[Records from an annotation dataset]

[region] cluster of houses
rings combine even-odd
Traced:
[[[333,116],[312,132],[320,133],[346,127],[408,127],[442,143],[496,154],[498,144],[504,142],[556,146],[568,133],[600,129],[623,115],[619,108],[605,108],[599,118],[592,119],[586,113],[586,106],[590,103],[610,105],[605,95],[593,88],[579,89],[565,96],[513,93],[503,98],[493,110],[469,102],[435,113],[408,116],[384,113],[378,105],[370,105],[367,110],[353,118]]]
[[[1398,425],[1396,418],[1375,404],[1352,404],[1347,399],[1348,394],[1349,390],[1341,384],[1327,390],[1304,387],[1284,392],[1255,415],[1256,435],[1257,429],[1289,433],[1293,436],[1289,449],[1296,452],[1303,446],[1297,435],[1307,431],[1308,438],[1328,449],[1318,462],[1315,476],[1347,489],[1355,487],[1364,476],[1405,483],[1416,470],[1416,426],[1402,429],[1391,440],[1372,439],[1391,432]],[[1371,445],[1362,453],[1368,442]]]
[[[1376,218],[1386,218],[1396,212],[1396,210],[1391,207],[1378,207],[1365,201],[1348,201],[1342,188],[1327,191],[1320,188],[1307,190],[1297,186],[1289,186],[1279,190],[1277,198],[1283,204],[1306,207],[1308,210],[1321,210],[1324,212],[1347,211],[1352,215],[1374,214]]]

• [GIVEN PROBLEM]: Copy all of the lines above word for word.

• [CORRECT RESULT]:
[region] cluster of houses
rings combine even-odd
Traced:
[[[333,116],[312,132],[320,133],[346,127],[408,127],[442,143],[496,154],[498,144],[504,142],[556,146],[568,133],[600,129],[623,115],[619,108],[605,108],[599,118],[592,119],[586,113],[586,106],[590,103],[610,105],[605,95],[593,88],[579,89],[565,96],[513,93],[503,98],[493,110],[469,102],[435,113],[408,116],[384,113],[378,105],[370,105],[367,110],[353,118]]]
[[[1398,425],[1396,418],[1375,404],[1352,404],[1347,399],[1348,394],[1349,390],[1341,384],[1327,390],[1304,387],[1284,392],[1255,415],[1256,435],[1257,429],[1289,433],[1293,436],[1289,449],[1296,452],[1303,446],[1297,435],[1307,431],[1308,438],[1328,449],[1318,462],[1315,476],[1347,489],[1355,487],[1364,476],[1405,483],[1416,470],[1416,426],[1402,429],[1391,440],[1372,439],[1391,432]],[[1371,445],[1362,453],[1368,442]]]
[[[1376,218],[1386,218],[1396,212],[1396,210],[1391,207],[1378,207],[1365,201],[1348,201],[1342,188],[1327,191],[1320,188],[1307,190],[1297,186],[1289,186],[1279,190],[1277,198],[1283,204],[1306,207],[1308,210],[1321,210],[1324,212],[1347,211],[1352,215],[1374,214]]]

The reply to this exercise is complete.